1. malloc函数入口

直接在glibc中查找malloc函数的话是找不到的，因为malloc只是一个alias，真正的实现函数名是__libc_malloc :

// malloc/malloc.c
strong_alias (__libc_malloc, malloc)
// include/libc-symbols.h
#define strong_alias(a, b) _strong_alias(a, b)
#define _strong_alias(a, b) \
  extern __typeof(a) b __attribute__ ((alias (#a)));

2. malloc_chunk数据结构

malloc中用到的chunk数据结构名称是malloc_chunk，这个数据结构是malloc管理堆的基本数据结构，具体定义是：

struct malloc_chunk {
  INTERNAL_SIZE_T      mchunk_prev_size;  /* Size of previous chunk (if free).  */
  INTERNAL_SIZE_T      mchunk_size;       /* Size in bytes, including overhead. */
  struct malloc_chunk* fd;         /* double links -- used only if free. */
  struct malloc_chunk* bk;
  /* Only used for large blocks: pointer to next larger size.  */
  struct malloc_chunk* fd_nextsize; /* double links -- used only if free. */
  struct malloc_chunk* bk_nextsize;
};

2.1 free chunk

把上面的malloc_chunk数据结构直接图形化，结果就是free chunk的示意图，allocated chunk的示意图后面再讲，这里先展示free chunk:

free chunk

注意上面图中的chunk_size和malloc返回地址都要能被8整除。

同时mchunk_prev_size这个区域类似于隐式空闲链表和显式空闲链表中的footer，只是malloc代码把footer部分放到了size之前。由于chunk_size和malloc的返回指针mem都要能被8整除，把footer放到header之前并变为mchunk_prev_size字段，这样在mem指针之前就有了8个字节的数据，这样在mem指针之前就有了8个字节的数据，这样只要当前chunk的开始指针8字节对齐，那么mem指针自然也就8字节对齐，这样处理起来会简单一些。

图中标注出了mchunk_size区域的AMP三个flag的含义，A表示这个chunk是否属于main arena；M表示这个chunk是否是由mmap分配而来；P表示当前chunk的前一个chunk是否是allocated chunk。再来看fd和bk两个field，它们分别指向forward和backward方向的第一个free chunk。而fd_nextsize和bk_nextsize这两个指针只会在large chunk中用得到。

2.2 allocated chunk

在chunk状态是allocated的时候，原本free chunk中的fd、bk、fd_nextsize、bk_nextsize这些字段全部变成用来存放payload（有效数据）

还有mchunk_prev_size这个字段也要注意一下，它有两种解释：

在previous chunk是free chunk的时候：这个字段的值是前一个chunk的size
在previous chunk是allocated chunk的时候：这个字段里的值可能是前一个chunk的payload

根据前面的这些说明，allocated chunk结构如下图所示：

allocated chunk

需要注意的是，当一个chunk的P标志位为1时，说明这个chunk正在被使用中，因此next chunk的prev_size字段就可以merge到current chunk的payload区域中。

所给记录
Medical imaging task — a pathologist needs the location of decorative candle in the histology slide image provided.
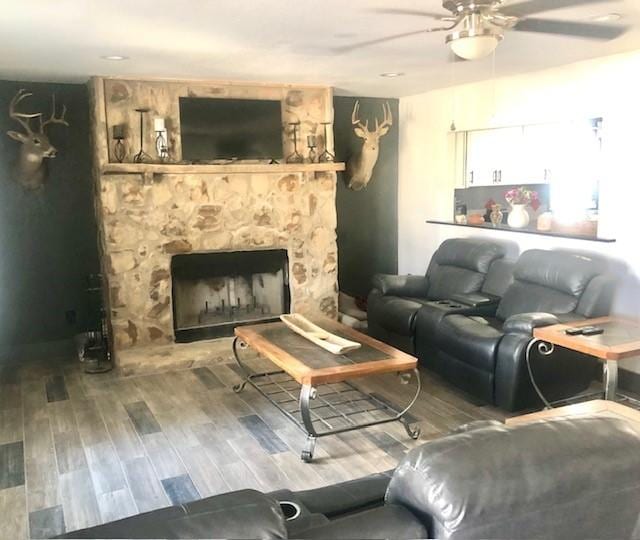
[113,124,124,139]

...

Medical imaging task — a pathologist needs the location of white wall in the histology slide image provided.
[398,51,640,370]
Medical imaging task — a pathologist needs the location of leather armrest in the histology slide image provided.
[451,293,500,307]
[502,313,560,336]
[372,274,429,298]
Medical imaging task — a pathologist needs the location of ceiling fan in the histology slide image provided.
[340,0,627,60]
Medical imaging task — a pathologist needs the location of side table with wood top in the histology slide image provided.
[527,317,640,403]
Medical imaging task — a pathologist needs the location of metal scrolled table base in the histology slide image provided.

任务目标
根据节选，mchunk_size区域中的M标志表示什么？

练习结果
M标志表示这个chunk是否是由mmap分配而来。